## Exercise
Copy out the stretch of records below, from the line containing "You are given a photograph. Could you point to the black" through the end of the records. Replace "black bench" with "wooden bench" and keep everything else the same.

## Stored records
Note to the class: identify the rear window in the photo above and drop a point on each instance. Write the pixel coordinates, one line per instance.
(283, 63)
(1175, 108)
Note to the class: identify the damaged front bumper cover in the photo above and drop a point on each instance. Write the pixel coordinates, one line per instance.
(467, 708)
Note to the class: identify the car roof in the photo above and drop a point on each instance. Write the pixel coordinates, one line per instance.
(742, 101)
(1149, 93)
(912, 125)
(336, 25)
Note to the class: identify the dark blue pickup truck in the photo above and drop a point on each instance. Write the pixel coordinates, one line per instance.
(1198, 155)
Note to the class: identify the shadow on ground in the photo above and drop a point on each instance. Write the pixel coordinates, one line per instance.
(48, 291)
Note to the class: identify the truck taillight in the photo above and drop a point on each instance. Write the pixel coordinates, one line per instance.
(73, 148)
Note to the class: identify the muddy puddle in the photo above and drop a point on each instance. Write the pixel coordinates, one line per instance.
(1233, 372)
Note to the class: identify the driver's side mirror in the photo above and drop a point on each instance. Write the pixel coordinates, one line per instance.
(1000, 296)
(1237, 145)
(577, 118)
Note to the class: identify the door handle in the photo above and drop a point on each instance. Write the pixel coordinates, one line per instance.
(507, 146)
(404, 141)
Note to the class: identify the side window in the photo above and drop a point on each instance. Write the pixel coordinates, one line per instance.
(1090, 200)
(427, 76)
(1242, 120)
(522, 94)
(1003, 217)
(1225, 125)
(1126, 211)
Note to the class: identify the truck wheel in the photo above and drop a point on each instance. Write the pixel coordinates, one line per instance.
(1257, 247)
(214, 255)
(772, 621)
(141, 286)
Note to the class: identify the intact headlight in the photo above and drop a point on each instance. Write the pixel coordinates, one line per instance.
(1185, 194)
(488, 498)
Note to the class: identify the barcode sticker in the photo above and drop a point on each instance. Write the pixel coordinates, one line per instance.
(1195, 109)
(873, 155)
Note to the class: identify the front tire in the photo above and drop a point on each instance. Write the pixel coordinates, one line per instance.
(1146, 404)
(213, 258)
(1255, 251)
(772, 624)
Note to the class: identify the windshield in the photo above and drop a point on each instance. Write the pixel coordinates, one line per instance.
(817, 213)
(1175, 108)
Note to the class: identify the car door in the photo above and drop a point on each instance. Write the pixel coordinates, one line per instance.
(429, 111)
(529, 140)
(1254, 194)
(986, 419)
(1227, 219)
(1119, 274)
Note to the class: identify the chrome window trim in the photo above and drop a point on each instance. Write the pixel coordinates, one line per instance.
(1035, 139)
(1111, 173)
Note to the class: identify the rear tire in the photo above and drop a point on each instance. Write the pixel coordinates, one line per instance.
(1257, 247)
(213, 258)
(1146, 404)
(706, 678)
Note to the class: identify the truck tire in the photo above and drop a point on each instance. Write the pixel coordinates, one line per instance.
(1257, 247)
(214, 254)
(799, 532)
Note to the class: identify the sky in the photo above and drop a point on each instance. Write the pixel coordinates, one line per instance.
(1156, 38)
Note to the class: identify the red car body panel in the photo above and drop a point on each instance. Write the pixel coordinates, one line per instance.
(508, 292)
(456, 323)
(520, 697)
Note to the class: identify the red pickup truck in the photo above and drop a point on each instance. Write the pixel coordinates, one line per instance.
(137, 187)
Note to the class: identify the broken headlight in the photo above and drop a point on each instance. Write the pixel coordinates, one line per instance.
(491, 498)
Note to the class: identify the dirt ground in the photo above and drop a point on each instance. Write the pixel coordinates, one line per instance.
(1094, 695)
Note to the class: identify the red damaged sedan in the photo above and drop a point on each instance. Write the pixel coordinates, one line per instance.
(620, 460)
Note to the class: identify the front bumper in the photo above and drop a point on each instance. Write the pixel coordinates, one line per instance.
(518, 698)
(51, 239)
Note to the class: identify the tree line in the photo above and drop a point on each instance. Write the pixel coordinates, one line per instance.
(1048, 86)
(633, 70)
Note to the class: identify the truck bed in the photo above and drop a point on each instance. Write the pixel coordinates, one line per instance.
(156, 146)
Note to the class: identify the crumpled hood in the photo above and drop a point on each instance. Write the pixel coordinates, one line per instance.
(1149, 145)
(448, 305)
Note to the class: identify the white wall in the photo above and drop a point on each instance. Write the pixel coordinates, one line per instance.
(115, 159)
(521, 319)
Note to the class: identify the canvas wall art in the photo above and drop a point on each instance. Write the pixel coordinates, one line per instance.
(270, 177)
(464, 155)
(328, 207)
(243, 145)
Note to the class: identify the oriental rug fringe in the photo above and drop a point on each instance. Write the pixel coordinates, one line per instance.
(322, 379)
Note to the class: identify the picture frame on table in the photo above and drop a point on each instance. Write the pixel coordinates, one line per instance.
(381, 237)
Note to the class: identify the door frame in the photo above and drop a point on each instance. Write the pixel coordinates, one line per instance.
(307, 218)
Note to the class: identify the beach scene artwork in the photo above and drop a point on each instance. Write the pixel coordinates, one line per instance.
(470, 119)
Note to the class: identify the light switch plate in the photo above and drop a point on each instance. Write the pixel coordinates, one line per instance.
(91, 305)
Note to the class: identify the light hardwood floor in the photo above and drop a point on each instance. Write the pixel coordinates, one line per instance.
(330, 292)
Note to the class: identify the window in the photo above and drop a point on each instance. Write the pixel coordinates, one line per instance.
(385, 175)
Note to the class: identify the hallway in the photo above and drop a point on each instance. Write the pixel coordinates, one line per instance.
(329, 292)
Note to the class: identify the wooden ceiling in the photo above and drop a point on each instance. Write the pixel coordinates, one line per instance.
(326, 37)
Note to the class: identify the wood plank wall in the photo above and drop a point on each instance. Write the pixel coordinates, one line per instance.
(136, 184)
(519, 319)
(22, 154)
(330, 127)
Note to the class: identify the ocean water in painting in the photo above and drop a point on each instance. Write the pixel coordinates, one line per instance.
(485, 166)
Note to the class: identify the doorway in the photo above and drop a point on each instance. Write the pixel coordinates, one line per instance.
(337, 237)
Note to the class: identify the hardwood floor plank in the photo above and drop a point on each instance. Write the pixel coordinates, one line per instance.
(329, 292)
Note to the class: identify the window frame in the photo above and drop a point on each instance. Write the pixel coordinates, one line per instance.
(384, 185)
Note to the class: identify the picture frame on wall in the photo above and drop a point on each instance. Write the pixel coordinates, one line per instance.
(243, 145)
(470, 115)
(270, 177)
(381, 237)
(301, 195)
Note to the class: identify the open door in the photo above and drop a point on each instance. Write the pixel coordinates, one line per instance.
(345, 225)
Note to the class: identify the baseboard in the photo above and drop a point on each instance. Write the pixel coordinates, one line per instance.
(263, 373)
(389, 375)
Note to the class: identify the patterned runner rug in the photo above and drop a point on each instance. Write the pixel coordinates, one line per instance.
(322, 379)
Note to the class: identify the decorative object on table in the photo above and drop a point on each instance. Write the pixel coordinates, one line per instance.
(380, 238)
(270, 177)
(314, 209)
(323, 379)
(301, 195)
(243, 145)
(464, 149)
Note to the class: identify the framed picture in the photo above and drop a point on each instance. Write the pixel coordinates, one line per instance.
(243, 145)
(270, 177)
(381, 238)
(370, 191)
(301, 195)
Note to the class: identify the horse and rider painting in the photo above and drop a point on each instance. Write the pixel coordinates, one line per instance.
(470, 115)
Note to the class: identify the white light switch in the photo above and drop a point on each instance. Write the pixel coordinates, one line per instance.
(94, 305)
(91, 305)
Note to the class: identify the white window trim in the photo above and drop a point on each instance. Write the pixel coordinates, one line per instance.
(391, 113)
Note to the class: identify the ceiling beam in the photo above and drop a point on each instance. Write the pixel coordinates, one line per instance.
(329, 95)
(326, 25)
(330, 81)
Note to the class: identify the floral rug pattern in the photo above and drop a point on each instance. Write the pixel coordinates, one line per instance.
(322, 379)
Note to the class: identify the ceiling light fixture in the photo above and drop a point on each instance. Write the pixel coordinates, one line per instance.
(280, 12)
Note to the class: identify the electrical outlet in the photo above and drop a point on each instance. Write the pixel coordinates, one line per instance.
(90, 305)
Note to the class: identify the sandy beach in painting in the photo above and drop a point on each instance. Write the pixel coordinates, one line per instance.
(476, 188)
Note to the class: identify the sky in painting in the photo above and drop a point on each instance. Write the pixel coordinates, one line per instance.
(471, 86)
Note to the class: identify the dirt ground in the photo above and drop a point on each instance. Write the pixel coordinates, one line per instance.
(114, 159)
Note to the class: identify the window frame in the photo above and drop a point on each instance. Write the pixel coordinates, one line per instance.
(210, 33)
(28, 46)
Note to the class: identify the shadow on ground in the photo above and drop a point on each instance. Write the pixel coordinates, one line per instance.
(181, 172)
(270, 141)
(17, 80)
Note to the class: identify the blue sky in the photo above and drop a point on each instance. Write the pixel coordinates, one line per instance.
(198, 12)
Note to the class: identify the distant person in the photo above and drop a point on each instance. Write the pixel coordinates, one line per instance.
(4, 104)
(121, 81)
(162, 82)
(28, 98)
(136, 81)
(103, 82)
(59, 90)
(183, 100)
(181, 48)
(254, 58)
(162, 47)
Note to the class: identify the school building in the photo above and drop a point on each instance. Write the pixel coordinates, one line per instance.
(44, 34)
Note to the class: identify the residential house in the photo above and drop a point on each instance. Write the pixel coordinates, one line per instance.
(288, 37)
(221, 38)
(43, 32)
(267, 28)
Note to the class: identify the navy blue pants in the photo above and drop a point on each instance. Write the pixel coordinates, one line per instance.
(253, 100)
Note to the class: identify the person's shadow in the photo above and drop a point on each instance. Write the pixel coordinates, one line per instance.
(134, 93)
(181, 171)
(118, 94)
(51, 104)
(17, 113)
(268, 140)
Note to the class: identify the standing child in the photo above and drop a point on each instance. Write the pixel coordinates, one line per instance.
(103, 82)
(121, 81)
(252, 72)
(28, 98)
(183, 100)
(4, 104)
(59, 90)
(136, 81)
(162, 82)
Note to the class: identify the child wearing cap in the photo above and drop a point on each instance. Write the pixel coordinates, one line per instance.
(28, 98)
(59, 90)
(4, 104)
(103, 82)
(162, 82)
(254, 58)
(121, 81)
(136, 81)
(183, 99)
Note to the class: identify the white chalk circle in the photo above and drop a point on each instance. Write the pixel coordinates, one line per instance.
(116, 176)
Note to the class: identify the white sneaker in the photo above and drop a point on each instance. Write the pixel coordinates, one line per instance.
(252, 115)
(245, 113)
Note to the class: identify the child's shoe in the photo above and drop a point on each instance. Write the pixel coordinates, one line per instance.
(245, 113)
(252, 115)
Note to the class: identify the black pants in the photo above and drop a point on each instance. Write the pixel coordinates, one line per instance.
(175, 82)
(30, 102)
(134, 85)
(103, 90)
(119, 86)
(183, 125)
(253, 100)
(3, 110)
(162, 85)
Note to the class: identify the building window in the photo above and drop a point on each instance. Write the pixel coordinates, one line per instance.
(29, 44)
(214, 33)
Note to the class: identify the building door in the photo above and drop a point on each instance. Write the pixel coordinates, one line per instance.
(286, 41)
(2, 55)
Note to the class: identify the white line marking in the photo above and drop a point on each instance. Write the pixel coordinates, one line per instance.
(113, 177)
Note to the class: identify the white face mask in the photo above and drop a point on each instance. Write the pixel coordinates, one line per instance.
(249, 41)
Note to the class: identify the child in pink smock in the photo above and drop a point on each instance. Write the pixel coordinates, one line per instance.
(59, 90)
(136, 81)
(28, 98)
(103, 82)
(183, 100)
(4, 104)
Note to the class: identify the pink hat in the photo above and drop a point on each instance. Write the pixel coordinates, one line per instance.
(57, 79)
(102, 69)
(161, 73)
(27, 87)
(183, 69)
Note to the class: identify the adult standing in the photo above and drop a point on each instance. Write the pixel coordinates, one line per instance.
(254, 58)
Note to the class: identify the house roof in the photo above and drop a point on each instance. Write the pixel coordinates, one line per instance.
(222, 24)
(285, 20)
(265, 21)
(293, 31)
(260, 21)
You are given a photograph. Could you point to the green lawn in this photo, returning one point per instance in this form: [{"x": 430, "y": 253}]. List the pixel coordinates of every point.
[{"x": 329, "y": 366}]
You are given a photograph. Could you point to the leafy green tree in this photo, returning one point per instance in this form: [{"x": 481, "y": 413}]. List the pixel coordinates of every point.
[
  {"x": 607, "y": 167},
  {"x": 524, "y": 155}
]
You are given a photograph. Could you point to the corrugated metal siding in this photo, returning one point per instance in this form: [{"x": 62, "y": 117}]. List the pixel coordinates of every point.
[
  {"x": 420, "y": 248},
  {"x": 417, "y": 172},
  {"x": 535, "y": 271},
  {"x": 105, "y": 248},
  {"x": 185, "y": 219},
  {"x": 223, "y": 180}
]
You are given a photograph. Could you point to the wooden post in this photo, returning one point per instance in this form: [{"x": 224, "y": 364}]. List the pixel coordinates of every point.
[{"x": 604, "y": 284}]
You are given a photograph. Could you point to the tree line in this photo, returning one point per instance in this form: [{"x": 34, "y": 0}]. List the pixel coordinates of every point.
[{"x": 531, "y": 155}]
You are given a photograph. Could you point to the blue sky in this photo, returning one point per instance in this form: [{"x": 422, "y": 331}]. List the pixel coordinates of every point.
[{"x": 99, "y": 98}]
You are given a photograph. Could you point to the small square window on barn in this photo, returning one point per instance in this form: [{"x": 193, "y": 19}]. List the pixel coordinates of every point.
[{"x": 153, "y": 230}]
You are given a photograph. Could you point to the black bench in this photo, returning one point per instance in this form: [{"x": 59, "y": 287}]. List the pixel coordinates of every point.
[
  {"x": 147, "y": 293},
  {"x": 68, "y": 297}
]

## Complete response
You are given a photograph. Could you point to the wooden bench in this photo, returning one point per instance in this form: [{"x": 59, "y": 287}]. List the pixel coordinates of every point.
[
  {"x": 147, "y": 293},
  {"x": 68, "y": 297}
]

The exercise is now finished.